**Aim**. Reproduce the lines of the records below without any change, starting at the line that contains "Identify the eyeglasses" and ending at the line that contains "(1250, 170)", with both of those lines included. Give nothing but those lines.

**Data entries**.

▼

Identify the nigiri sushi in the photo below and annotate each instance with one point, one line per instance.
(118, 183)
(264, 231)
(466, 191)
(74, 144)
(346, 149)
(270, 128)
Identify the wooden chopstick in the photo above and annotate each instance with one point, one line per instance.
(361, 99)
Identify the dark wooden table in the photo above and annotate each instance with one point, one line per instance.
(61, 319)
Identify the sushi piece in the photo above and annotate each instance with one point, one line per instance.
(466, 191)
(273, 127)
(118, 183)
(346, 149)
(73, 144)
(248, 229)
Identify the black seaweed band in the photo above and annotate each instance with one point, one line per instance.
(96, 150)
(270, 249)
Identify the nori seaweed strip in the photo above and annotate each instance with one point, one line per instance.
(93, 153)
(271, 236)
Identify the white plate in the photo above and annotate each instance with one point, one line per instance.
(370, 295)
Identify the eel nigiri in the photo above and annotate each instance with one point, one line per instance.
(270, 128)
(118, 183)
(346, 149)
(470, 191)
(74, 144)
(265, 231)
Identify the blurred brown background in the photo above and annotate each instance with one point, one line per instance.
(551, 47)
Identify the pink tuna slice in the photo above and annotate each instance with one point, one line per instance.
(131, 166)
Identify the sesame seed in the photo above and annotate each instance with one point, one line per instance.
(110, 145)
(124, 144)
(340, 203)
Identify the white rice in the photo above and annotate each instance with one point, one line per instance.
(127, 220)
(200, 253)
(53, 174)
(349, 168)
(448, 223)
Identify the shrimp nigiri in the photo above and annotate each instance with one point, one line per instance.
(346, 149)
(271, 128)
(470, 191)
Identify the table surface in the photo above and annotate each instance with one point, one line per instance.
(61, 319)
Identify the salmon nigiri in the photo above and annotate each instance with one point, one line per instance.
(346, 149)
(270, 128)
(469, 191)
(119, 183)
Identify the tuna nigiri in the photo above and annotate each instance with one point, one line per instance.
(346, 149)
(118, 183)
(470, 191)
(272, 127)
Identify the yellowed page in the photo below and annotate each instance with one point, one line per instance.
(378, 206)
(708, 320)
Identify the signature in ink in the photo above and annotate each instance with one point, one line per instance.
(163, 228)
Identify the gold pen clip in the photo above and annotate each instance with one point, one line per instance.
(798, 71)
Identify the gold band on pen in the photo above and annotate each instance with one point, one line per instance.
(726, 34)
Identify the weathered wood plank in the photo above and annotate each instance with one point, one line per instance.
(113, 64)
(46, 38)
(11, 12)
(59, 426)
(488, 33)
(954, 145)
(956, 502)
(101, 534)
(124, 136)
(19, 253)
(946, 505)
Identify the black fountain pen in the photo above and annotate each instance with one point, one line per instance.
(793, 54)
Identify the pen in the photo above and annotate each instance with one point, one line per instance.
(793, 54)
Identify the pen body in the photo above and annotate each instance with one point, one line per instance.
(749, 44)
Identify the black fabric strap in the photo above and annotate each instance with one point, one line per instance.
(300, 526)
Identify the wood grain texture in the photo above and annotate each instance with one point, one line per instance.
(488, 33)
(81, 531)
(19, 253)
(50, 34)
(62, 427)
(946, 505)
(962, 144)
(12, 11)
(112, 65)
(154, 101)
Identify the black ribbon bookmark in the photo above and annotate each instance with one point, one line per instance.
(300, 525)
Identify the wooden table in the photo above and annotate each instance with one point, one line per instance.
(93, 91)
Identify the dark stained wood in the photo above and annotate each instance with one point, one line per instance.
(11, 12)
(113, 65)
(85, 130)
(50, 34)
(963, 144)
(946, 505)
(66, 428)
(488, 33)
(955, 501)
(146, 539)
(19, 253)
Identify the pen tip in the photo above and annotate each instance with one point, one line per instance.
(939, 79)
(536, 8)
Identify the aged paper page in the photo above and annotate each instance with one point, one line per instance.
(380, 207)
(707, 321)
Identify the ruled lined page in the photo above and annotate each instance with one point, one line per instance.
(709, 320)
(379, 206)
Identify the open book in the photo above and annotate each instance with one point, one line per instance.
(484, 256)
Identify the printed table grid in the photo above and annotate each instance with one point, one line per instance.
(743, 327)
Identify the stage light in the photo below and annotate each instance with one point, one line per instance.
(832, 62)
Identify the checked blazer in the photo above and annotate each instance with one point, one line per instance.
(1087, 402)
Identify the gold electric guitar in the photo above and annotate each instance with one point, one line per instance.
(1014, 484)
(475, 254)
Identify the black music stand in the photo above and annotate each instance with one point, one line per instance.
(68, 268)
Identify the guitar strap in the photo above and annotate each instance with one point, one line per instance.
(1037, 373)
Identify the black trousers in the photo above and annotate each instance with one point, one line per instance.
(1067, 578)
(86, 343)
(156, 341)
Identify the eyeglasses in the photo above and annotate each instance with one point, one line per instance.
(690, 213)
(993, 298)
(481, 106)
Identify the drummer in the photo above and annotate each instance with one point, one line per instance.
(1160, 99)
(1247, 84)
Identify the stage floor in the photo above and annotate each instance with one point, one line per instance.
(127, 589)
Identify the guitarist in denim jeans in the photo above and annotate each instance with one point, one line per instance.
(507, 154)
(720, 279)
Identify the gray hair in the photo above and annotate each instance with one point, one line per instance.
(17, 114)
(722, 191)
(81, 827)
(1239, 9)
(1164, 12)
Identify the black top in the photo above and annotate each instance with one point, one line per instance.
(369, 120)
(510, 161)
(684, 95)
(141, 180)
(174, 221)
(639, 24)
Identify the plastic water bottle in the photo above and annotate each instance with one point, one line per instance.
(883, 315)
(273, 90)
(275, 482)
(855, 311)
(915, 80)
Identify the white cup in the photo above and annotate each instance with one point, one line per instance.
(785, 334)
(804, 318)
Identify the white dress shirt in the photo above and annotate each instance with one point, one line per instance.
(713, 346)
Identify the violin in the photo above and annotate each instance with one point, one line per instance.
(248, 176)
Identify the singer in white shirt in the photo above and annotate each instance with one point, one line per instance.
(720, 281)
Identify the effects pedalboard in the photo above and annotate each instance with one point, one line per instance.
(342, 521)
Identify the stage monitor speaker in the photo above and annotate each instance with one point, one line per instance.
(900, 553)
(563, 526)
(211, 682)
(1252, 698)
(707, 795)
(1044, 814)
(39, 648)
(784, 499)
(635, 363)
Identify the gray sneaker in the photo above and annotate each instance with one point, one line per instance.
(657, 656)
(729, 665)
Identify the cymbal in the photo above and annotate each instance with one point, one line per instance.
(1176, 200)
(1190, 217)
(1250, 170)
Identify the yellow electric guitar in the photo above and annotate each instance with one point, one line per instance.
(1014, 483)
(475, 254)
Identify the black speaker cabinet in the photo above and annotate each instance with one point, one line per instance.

▲

**Task solution**.
Identify the eyeglasses in the photo above and annotate each instance with one point, one line per instance.
(690, 213)
(993, 298)
(481, 106)
Identify the drummer in the photo above and annotate each instance with one point, one line per instance.
(1160, 99)
(1247, 84)
Identify the stage floor in the photo above and annotate each instance with one point, one line per instance.
(127, 589)
Identify the guitarist in denim jeans in the photo above and annotate each instance with one point, one line per instance.
(507, 154)
(720, 279)
Identify the gray hair in the photo above and annotate each instance with one point, one line per instance.
(17, 114)
(722, 191)
(81, 827)
(1239, 9)
(1164, 12)
Identify the black top in the photo above and annotate each instance with one point, one line per instance.
(369, 120)
(510, 161)
(684, 95)
(141, 180)
(174, 221)
(639, 24)
Identify the plastic water bottle in the photo above and annotate each instance with one point, one line per instance.
(883, 315)
(273, 90)
(275, 482)
(855, 311)
(915, 80)
Identify the white cup in the photo above and annotate each instance with one point, one line per instance.
(785, 334)
(804, 318)
Identify the white dress shirt in the photo above and annotate each instance with one point, one line per instance.
(713, 346)
Identify the violin in the photo above and annotate each instance with one point, one line per instance.
(248, 176)
Identify the singer in white shirt in the photo above and annotate each instance with one point, one line per instance.
(720, 281)
Identify the effects pedalboard in the photo above and annotate each instance with one point, one line per instance.
(342, 521)
Identify the stage monitor speaker in the photo above and annotate each instance with one point, one line per instance.
(900, 553)
(563, 526)
(211, 682)
(1252, 698)
(707, 795)
(1044, 814)
(39, 648)
(784, 499)
(635, 363)
Identify the gray sneaker in the photo above and annotate each instance with one point, one line per instance.
(657, 656)
(729, 665)
Identify the cymbal in the photo above and annotate each instance with one point, one line per instance.
(1176, 200)
(1190, 217)
(1250, 170)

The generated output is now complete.